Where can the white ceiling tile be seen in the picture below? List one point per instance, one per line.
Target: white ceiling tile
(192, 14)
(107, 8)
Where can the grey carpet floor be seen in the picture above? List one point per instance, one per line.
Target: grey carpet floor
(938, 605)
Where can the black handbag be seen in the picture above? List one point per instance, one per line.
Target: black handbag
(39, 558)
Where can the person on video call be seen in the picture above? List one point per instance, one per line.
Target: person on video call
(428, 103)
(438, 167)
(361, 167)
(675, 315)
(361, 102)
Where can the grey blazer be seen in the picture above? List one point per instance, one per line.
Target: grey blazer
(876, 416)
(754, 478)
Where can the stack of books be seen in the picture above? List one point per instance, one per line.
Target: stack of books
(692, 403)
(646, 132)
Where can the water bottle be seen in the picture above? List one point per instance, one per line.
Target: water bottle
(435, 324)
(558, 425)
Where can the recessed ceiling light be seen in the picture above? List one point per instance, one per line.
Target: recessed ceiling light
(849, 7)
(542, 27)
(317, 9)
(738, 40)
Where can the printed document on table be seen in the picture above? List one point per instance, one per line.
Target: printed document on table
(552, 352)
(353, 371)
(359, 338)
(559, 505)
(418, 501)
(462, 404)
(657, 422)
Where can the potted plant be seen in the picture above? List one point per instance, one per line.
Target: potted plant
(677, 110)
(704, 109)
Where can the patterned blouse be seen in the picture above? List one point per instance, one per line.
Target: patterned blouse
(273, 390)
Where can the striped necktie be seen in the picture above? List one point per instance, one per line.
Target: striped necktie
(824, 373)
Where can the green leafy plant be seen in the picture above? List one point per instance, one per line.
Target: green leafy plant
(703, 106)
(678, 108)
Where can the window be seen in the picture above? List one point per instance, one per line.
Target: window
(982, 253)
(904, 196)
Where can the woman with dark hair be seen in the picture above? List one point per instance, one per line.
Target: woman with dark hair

_ _ _

> **Work to complete**: Reproduce each entry above exactly, keeping every word.

> **Solution below**:
Where can the white ceiling tile be seen in the picture below? List one point per instance, one per line.
Target: white ceiling tile
(192, 14)
(107, 8)
Where can the grey carpet floor be seen in the picture above? List one point per instance, one per line.
Target: grey carpet floor
(938, 605)
Where can the black handbag be seen in the picture above? List one point per instance, one per line.
Target: black handbag
(39, 558)
Where can the person on video call be seen in the picture above? List one point per instance, one per line.
Target: person on video call
(428, 103)
(438, 167)
(361, 167)
(675, 315)
(361, 102)
Where can the grey blazer be seen in the picture above? List one point per instance, one per line.
Target: grey blazer
(876, 416)
(754, 478)
Where can the stack of books be seen in the picture above? List one point per instance, one per line.
Target: stack of books
(692, 403)
(646, 132)
Where can the water bottle be seen in the picture above? List one point per instance, one per line.
Target: water bottle
(435, 324)
(558, 425)
Where can the recessed ceiling light be seen in the picture above? List one point per instance, one per line.
Target: recessed ceiling light
(849, 7)
(542, 27)
(317, 9)
(738, 40)
Where can the printed document on table be seen in the picture above? List one point per instance, one per line.
Target: printed document on table
(552, 352)
(353, 371)
(359, 338)
(559, 505)
(418, 501)
(462, 404)
(657, 422)
Where can the potted plant be seen in the picture above? List one point per instance, one per line.
Target: potted plant
(677, 110)
(704, 109)
Where can the patterned blouse be seen in the picture above? List one point per instance, one per line.
Target: patterned blouse
(273, 390)
Where can the striped necktie be seen in the picture above? List one point per instance, one per line.
Target: striped necktie
(824, 373)
Where can the green leafy plant be seen in the picture above? List one point per instance, one per line.
Target: green leafy plant
(703, 106)
(678, 108)
Where can the window be seen in the picture above? List one point per instance, one per line.
Target: window
(982, 253)
(904, 196)
Where can the woman with dark hair be seen in the picture above? List one point per instance, one per line.
Target: woman with dark hair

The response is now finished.